Некрасов в русской критике 1838-1848 гг. Творчество и репутация - Мария Юрьевна Данилевская
Шрифт:
Интервал:
Закладка:
Таким образом, приписывая натуральной школе мнения, которых она никогда не изъявляла, превратно толкуя ее произведения, фельетонист видит в этом ее неисправимость и стыдит ее сравнением ее произведений с произведениями сантиментальной эпохи нашей литературы» (Белинский. X: 173–174).
И далее о позиции Булгарина:
«В его глазах успех произведений натуральной школы основан ни на чем ином, как на интригах партии, и, по его мнению, к этой партии принадлежат решительно все, кто находит что-нибудь хорошее в современной русской литературе» (Белинский. X: 181).
Ответ Белинского на обвинение в «интригах партии» содержит аргументацию литературного характера: размышление об объекте изображения в литературе разных эпох. Рассуждение посвящено поэтике «натуральной школы» на примере одного из ее авторов – но не персонально поэту, автору упоминаемых стихов.
Частными выглядят возражения Белинского К. С. Аксакову (г. Имрек) в его рецензии на «Московский литературный и ученый сборник на 1847 год»[404]:
«Г-н Имрек <…> говорит: “<…> стихотворение г. Некрасова «В дороге» <…> было бы очень хорошо, если б не было мелочных подделок под русскую речь, как-то: тот, эта и эти”. Оставляя в стороне условную похвалу, делающую, конечно, честь великодушию г-на Имрек, обратим внимание читателя на то, что в стихотворении, о котором говорит г. Имрек, ни разу не употреблено ни тот, ни эта, ни эти. Конечно, это произошло совершенно случайно, потому что избегать с намерением общеупотребительных слов никто не станет, – и стихотворению г. Некрасова и без этих слов ничто не мешает быть преисполненным “мелочных подделок под русскую речь”, если г-ну Имрек так угодно, – но зачем же такая странная и неблаговидная неправда?» (Белинский. X: 206–207)[405].
Таким образом, отзывы Белинского о поэзии Некрасова в контексте его суждений о «натуральной школе» лаконичны, одобрительны, иллюстрируют дорогие критику мысли об актуальных задачах литературы. Но эти отзывы не раскрывают читателю «поэта истинного» Некрасова и «сущность его натуры». Объяснение этому кроется частично в условиях журнальной этики и цензуры, частично – в роли издателя, которая и поглощала время и силы Некрасова, и, очевидно, была более востребованной в кружке Белинского.
Частичное объяснение, как представляется, можно найти в еще одном указании на литературную традицию в автобиографической записи Некрасова.

-*-*-

■ Набор заданий:
**A.** Перепишите без изменений часть фрагмента о Некрасове в критике. Начните с того места, где стоят слова «Частными выглядят возражения», и остановитесь после слов «(Белинский. X: 206–207)[405].».
**B.** Переведите на английский язык следующее предложение из фрагмента о Некрасове в критике: «Частичное объяснение, как представляется, можно найти в еще одном указании на литературную традицию в автобиографической записи Некрасова».

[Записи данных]
-*-*-

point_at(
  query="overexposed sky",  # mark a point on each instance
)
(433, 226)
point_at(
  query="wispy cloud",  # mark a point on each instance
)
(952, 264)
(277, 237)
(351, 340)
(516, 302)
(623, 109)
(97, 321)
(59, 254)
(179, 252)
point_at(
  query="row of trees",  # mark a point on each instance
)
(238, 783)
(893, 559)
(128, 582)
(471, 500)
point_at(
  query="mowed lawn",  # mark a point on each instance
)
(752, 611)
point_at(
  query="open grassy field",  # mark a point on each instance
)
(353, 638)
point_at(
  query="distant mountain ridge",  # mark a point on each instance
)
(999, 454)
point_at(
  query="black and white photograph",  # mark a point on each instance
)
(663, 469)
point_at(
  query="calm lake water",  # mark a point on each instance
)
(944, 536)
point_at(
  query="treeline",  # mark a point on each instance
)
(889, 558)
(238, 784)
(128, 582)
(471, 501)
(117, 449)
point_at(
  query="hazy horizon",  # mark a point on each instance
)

-*-*-

■ Решения с разбором:
**A.**
Частными выглядят возражения Белинского К. С. Аксакову (г. Имрек) в его рецензии на «Московский литературный и ученый сборник на 1847 год»[404]:
«Г-н Имрек <…> говорит: “<…> стихотворение г. Некрасова «В дороге» <…> было бы очень хорошо, если б не было мелочных подделок под русскую речь, как-то: тот, эта и эти”. Оставляя в стороне условную похвалу, делающую, конечно, честь великодушию г-на Имрек, обратим внимание читателя на то, что в стихотворении, о котором говорит г. Имрек, ни разу не употреблено ни тот, ни эта, ни эти. Конечно, это произошло совершенно случайно, потому что избегать с намерением общеупотребительных слов никто не станет, – и стихотворению г. Некрасова и без этих слов ничто не мешает быть преисполненным “мелочных подделок под русскую речь”, если г-ну Имрек так угодно, – но зачем же такая странная и неблаговидная неправда?» (Белинский. X: 206–207)[405].

**B.** A partial explanation, it seems, can be found in yet another reference to literary tradition in Nekrasov's autobiographical note.